■ **Work request**
Take every line of the material below that includes the string "blue" and copy it out.

(Beginning of Available data)

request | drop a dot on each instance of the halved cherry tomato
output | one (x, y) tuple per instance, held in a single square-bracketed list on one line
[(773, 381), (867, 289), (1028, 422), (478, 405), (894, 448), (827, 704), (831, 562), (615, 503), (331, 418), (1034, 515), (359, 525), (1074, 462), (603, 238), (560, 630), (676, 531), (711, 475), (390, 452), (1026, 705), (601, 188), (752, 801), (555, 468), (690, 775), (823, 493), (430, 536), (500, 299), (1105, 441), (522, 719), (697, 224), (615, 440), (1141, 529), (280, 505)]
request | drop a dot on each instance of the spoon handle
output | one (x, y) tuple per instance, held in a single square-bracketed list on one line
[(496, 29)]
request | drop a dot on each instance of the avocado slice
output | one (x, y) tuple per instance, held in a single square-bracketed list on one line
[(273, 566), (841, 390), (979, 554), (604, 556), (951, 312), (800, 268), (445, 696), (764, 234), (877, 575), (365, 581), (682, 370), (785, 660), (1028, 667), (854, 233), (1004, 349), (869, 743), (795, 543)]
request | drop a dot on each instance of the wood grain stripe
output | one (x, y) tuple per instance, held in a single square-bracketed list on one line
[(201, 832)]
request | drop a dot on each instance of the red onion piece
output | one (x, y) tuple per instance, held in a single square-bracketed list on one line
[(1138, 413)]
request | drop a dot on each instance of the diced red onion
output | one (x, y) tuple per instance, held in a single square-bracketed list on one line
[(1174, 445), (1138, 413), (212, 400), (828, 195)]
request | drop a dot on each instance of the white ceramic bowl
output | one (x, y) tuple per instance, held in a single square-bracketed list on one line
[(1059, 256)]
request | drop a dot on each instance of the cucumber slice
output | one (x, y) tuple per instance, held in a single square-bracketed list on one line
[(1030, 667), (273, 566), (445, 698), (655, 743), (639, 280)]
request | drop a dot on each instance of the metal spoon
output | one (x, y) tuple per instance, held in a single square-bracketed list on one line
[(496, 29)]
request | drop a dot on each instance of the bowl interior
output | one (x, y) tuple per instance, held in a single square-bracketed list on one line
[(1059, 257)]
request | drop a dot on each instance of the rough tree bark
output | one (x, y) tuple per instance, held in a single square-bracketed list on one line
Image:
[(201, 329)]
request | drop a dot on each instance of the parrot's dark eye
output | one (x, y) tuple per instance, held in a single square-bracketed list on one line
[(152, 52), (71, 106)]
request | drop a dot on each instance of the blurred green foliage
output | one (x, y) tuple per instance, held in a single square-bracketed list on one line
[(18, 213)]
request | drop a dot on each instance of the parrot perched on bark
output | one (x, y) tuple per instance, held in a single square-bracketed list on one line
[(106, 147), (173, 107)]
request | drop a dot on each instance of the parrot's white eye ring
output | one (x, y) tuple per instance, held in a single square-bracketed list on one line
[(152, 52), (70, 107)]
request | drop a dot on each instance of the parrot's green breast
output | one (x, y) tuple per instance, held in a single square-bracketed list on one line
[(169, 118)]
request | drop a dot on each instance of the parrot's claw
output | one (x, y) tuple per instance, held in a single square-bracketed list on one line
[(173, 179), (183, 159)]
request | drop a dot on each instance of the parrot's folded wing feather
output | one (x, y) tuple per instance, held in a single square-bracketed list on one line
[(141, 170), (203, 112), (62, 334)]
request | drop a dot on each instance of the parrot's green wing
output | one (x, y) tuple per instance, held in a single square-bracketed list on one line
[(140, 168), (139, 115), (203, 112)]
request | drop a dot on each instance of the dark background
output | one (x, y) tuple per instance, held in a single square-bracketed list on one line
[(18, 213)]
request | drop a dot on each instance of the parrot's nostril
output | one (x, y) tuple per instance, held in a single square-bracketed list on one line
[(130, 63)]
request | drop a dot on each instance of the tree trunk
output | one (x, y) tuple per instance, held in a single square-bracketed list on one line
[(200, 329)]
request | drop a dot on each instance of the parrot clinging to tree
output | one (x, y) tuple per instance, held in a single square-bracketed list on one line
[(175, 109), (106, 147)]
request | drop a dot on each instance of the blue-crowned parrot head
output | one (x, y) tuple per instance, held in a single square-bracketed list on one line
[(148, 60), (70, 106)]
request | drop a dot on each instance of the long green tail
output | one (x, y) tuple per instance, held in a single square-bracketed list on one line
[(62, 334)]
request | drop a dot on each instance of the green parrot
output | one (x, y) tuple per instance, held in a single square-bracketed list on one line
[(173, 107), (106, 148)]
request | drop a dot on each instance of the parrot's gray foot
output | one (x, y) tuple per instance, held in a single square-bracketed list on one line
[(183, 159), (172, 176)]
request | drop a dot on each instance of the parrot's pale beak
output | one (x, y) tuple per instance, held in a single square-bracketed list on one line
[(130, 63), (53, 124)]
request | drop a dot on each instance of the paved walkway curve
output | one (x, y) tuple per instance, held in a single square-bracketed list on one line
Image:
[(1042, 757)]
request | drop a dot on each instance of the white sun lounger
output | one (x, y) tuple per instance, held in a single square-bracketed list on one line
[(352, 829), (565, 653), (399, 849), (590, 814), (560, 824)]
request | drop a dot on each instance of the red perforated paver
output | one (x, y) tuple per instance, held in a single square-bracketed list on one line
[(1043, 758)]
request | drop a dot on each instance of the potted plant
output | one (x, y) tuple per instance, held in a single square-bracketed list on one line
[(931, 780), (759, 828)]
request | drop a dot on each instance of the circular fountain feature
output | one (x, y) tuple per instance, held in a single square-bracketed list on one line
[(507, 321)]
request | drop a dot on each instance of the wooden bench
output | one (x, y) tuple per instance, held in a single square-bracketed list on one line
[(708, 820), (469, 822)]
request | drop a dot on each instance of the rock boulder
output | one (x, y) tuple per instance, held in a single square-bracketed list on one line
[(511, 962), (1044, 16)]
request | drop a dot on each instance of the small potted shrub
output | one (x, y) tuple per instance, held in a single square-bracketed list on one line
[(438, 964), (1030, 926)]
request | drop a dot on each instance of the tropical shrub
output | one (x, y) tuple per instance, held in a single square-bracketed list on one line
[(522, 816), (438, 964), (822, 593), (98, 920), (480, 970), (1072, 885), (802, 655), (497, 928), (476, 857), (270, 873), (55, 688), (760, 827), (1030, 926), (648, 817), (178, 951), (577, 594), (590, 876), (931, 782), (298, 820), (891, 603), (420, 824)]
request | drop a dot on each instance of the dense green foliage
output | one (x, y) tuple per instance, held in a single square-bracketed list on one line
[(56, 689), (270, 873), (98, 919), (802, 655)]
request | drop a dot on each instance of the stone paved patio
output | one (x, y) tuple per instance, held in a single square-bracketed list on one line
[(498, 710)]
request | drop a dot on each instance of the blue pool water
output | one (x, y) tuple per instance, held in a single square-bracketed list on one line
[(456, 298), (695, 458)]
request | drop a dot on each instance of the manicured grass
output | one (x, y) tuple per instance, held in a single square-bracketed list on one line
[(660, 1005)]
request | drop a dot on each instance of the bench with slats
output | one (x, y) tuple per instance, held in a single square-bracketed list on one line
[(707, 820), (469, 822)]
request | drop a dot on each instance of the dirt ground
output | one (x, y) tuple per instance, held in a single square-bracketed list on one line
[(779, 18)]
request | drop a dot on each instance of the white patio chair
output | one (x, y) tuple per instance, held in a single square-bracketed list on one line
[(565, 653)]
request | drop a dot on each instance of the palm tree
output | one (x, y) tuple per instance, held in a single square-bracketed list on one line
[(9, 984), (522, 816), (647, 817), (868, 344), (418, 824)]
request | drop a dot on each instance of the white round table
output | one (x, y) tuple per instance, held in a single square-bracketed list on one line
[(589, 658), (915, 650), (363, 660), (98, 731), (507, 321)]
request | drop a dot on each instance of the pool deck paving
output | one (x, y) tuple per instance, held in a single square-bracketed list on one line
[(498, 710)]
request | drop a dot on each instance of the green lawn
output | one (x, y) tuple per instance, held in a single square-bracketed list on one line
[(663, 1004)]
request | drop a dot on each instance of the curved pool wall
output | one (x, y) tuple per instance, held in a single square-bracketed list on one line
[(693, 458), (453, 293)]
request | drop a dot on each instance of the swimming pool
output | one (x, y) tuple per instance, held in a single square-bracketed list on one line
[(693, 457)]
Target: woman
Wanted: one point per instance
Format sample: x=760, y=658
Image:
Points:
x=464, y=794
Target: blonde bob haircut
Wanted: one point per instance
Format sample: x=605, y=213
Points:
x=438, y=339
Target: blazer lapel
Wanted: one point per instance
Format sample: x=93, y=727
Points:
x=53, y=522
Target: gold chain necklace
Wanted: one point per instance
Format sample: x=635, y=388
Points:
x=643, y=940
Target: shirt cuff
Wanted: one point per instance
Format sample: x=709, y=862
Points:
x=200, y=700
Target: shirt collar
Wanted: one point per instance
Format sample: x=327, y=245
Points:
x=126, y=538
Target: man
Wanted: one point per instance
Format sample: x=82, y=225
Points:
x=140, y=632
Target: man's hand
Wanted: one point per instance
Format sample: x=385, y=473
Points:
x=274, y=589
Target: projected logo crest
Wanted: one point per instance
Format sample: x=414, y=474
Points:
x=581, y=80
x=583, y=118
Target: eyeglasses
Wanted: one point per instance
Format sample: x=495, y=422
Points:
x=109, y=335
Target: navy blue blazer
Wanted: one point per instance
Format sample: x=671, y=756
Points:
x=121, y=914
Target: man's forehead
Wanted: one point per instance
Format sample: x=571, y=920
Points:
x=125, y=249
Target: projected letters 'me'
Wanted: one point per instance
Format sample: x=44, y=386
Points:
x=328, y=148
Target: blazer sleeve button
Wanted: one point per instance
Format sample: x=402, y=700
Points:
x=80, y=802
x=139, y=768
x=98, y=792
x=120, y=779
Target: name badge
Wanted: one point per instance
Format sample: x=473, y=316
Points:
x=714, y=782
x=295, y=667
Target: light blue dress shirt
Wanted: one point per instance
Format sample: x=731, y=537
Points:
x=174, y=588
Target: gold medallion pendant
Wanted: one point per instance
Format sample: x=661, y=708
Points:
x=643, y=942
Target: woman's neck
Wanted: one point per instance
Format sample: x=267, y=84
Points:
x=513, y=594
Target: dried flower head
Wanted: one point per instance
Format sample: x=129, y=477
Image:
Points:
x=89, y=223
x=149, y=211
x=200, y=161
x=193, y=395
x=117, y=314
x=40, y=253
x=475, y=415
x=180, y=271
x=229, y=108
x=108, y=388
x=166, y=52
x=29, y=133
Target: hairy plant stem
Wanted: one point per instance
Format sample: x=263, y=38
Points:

(End of Available data)

■ **Task output**
request | drop a dot on each instance of the blue-crowned parrot head
request | drop a dot on each instance of the blue pool water
Target: navy blue blazer
Target: light blue dress shirt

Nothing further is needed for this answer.